EXERCISE DESCRIPTION:
Rewrite every line of the items below as a Markdown table with two columns, Row and Line. Number each row and omit any blank lines.
-- START MATERIAL FOR THIS EXERCISE --
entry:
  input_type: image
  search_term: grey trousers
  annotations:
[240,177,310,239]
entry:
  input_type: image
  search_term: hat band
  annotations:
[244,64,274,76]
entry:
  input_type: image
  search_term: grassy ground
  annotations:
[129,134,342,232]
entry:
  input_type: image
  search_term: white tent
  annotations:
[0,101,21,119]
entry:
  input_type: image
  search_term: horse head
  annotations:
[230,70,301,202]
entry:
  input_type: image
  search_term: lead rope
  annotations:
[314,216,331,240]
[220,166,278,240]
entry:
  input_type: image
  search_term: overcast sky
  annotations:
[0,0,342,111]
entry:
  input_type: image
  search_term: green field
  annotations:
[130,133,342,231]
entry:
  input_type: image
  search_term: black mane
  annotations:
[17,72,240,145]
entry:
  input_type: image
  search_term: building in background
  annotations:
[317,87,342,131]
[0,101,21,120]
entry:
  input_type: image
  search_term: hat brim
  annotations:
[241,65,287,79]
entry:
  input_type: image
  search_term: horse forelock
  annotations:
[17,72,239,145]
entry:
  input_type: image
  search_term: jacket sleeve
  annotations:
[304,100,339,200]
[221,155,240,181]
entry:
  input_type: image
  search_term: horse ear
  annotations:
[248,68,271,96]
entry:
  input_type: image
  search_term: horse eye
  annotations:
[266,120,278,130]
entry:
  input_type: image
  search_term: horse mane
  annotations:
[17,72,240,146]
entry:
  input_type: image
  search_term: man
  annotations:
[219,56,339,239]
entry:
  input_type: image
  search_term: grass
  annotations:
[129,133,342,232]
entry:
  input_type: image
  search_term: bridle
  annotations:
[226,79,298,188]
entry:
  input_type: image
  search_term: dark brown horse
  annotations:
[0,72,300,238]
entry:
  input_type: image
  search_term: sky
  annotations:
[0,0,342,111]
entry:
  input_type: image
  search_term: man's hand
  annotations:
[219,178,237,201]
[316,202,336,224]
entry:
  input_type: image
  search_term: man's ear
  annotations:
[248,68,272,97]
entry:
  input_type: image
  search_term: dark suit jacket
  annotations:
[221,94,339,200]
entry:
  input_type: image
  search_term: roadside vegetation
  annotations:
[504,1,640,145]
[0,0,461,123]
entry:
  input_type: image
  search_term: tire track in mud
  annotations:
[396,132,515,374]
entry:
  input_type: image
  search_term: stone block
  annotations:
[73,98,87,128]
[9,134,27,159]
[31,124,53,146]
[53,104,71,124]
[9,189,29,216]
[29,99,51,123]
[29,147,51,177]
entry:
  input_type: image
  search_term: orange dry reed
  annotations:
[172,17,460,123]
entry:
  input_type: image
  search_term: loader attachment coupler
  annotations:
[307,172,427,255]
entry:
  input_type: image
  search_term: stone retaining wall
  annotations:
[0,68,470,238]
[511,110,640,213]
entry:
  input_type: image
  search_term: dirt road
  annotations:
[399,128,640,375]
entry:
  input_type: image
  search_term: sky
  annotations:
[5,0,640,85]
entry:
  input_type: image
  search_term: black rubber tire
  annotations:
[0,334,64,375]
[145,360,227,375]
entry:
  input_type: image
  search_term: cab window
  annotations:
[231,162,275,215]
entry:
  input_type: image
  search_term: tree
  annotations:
-- END MATERIAL FOR THIS EXERCISE --
OUTPUT FOR THIS EXERCISE:
| Row | Line |
|---|---|
| 1 | entry: |
| 2 |   input_type: image |
| 3 |   search_term: grey trousers |
| 4 |   annotations: |
| 5 | [240,177,310,239] |
| 6 | entry: |
| 7 |   input_type: image |
| 8 |   search_term: hat band |
| 9 |   annotations: |
| 10 | [244,64,274,76] |
| 11 | entry: |
| 12 |   input_type: image |
| 13 |   search_term: grassy ground |
| 14 |   annotations: |
| 15 | [129,134,342,232] |
| 16 | entry: |
| 17 |   input_type: image |
| 18 |   search_term: white tent |
| 19 |   annotations: |
| 20 | [0,101,21,119] |
| 21 | entry: |
| 22 |   input_type: image |
| 23 |   search_term: horse head |
| 24 |   annotations: |
| 25 | [230,70,301,202] |
| 26 | entry: |
| 27 |   input_type: image |
| 28 |   search_term: lead rope |
| 29 |   annotations: |
| 30 | [314,216,331,240] |
| 31 | [220,166,278,240] |
| 32 | entry: |
| 33 |   input_type: image |
| 34 |   search_term: overcast sky |
| 35 |   annotations: |
| 36 | [0,0,342,111] |
| 37 | entry: |
| 38 |   input_type: image |
| 39 |   search_term: green field |
| 40 |   annotations: |
| 41 | [130,133,342,231] |
| 42 | entry: |
| 43 |   input_type: image |
| 44 |   search_term: black mane |
| 45 |   annotations: |
| 46 | [17,72,240,145] |
| 47 | entry: |
| 48 |   input_type: image |
| 49 |   search_term: building in background |
| 50 |   annotations: |
| 51 | [317,87,342,131] |
| 52 | [0,101,21,120] |
| 53 | entry: |
| 54 |   input_type: image |
| 55 |   search_term: hat brim |
| 56 |   annotations: |
| 57 | [241,65,287,79] |
| 58 | entry: |
| 59 |   input_type: image |
| 60 |   search_term: horse forelock |
| 61 |   annotations: |
| 62 | [17,72,239,145] |
| 63 | entry: |
| 64 |   input_type: image |
| 65 |   search_term: jacket sleeve |
| 66 |   annotations: |
| 67 | [304,100,339,200] |
| 68 | [221,155,240,181] |
| 69 | entry: |
| 70 |   input_type: image |
| 71 |   search_term: horse ear |
| 72 |   annotations: |
| 73 | [248,68,271,96] |
| 74 | entry: |
| 75 |   input_type: image |
| 76 |   search_term: horse eye |
| 77 |   annotations: |
| 78 | [266,120,278,130] |
| 79 | entry: |
| 80 |   input_type: image |
| 81 |   search_term: horse mane |
| 82 |   annotations: |
| 83 | [17,72,240,146] |
| 84 | entry: |
| 85 |   input_type: image |
| 86 |   search_term: man |
| 87 |   annotations: |
| 88 | [219,56,339,239] |
| 89 | entry: |
| 90 |   input_type: image |
| 91 |   search_term: grass |
| 92 |   annotations: |
| 93 | [129,133,342,232] |
| 94 | entry: |
| 95 |   input_type: image |
| 96 |   search_term: bridle |
| 97 |   annotations: |
| 98 | [226,79,298,188] |
| 99 | entry: |
| 100 |   input_type: image |
| 101 |   search_term: dark brown horse |
| 102 |   annotations: |
| 103 | [0,72,300,238] |
| 104 | entry: |
| 105 |   input_type: image |
| 106 |   search_term: sky |
| 107 |   annotations: |
| 108 | [0,0,342,111] |
| 109 | entry: |
| 110 |   input_type: image |
| 111 |   search_term: man's hand |
| 112 |   annotations: |
| 113 | [219,178,237,201] |
| 114 | [316,202,336,224] |
| 115 | entry: |
| 116 |   input_type: image |
| 117 |   search_term: man's ear |
| 118 |   annotations: |
| 119 | [248,68,272,97] |
| 120 | entry: |
| 121 |   input_type: image |
| 122 |   search_term: dark suit jacket |
| 123 |   annotations: |
| 124 | [221,94,339,200] |
| 125 | entry: |
| 126 |   input_type: image |
| 127 |   search_term: roadside vegetation |
| 128 |   annotations: |
| 129 | [504,1,640,145] |
| 130 | [0,0,461,123] |
| 131 | entry: |
| 132 |   input_type: image |
| 133 |   search_term: tire track in mud |
| 134 |   annotations: |
| 135 | [396,132,515,374] |
| 136 | entry: |
| 137 |   input_type: image |
| 138 |   search_term: stone block |
| 139 |   annotations: |
| 140 | [73,98,87,128] |
| 141 | [9,134,27,159] |
| 142 | [31,124,53,146] |
| 143 | [53,104,71,124] |
| 144 | [9,189,29,216] |
| 145 | [29,99,51,123] |
| 146 | [29,147,51,177] |
| 147 | entry: |
| 148 |   input_type: image |
| 149 |   search_term: orange dry reed |
| 150 |   annotations: |
| 151 | [172,17,460,123] |
| 152 | entry: |
| 153 |   input_type: image |
| 154 |   search_term: loader attachment coupler |
| 155 |   annotations: |
| 156 | [307,172,427,255] |
| 157 | entry: |
| 158 |   input_type: image |
| 159 |   search_term: stone retaining wall |
| 160 |   annotations: |
| 161 | [0,68,470,238] |
| 162 | [511,110,640,213] |
| 163 | entry: |
| 164 |   input_type: image |
| 165 |   search_term: dirt road |
| 166 |   annotations: |
| 167 | [399,128,640,375] |
| 168 | entry: |
| 169 |   input_type: image |
| 170 |   search_term: sky |
| 171 |   annotations: |
| 172 | [5,0,640,85] |
| 173 | entry: |
| 174 |   input_type: image |
| 175 |   search_term: black rubber tire |
| 176 |   annotations: |
| 177 | [0,334,64,375] |
| 178 | [145,360,227,375] |
| 179 | entry: |
| 180 |   input_type: image |
| 181 |   search_term: cab window |
| 182 |   annotations: |
| 183 | [231,162,275,215] |
| 184 | entry: |
| 185 |   input_type: image |
| 186 |   search_term: tree |
| 187 |   annotations: |